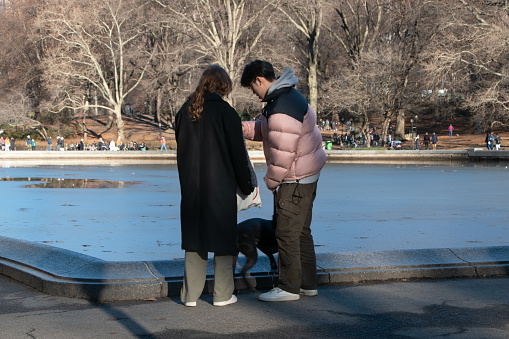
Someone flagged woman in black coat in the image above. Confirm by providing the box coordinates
[175,66,254,306]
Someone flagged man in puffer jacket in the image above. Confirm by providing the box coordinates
[240,60,326,301]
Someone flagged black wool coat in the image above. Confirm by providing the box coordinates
[175,93,254,255]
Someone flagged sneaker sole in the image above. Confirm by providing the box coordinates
[214,298,237,306]
[258,295,300,301]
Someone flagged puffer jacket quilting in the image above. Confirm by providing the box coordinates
[242,105,326,190]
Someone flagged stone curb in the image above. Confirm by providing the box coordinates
[0,236,509,301]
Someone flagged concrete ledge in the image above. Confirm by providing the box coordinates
[0,236,509,301]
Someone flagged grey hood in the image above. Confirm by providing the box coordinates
[265,67,299,96]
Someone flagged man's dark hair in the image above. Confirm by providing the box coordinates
[240,60,276,87]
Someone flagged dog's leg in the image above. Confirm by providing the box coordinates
[240,248,258,291]
[267,254,277,271]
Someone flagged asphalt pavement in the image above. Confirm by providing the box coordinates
[0,276,509,339]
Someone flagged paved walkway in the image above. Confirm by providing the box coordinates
[0,276,509,339]
[0,237,509,301]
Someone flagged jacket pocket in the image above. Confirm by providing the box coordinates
[278,200,300,214]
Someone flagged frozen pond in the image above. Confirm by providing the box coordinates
[0,164,509,261]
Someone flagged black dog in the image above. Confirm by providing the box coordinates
[233,216,278,290]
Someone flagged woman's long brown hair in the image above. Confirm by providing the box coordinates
[188,65,232,121]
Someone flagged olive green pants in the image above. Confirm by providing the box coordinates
[276,182,318,294]
[180,251,235,303]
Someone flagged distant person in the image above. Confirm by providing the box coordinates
[424,132,430,150]
[488,132,495,151]
[175,65,254,306]
[387,134,394,149]
[161,137,168,151]
[116,137,123,151]
[447,124,454,137]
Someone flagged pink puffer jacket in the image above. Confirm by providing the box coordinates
[242,105,326,190]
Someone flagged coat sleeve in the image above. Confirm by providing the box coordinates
[225,108,254,195]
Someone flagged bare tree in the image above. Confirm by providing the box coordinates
[155,0,278,93]
[425,0,509,128]
[41,0,154,139]
[279,0,324,111]
[326,0,428,145]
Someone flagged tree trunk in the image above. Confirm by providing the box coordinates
[308,56,318,114]
[394,109,406,140]
[380,114,391,146]
[154,88,164,123]
[105,112,114,131]
[112,104,125,142]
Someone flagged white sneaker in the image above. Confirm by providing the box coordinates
[300,288,318,297]
[258,287,300,301]
[214,295,237,306]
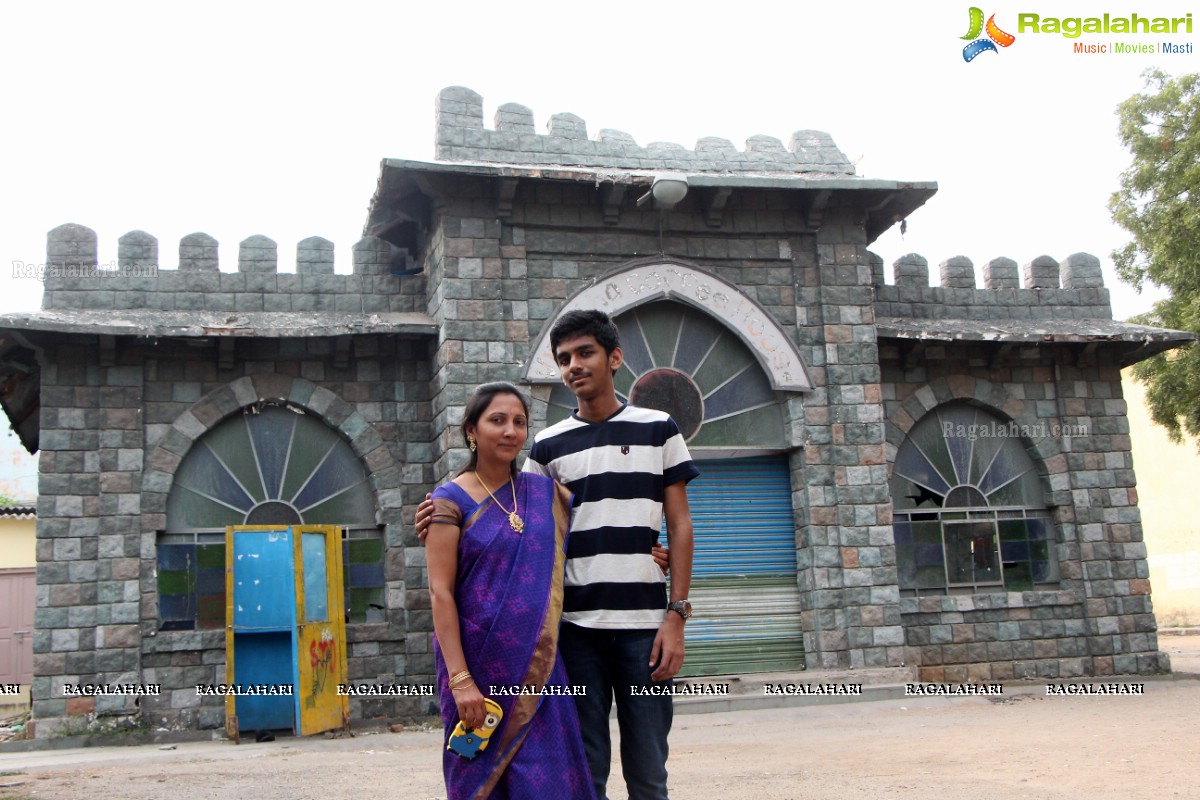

» Work instructions
Which lines in the rows above contain the string "puffer", with uppercase and lowercase treated as different? Gather each of them and copy it out in full.

» Exercise answer
Someone flagged man in puffer jacket in the image above. Confirm by providing the box coordinates
Someone flagged puffer jacket quilting in the image above. Confirm by providing the box coordinates
Someone flagged pink puffer jacket in the image above. Confirm by providing the box coordinates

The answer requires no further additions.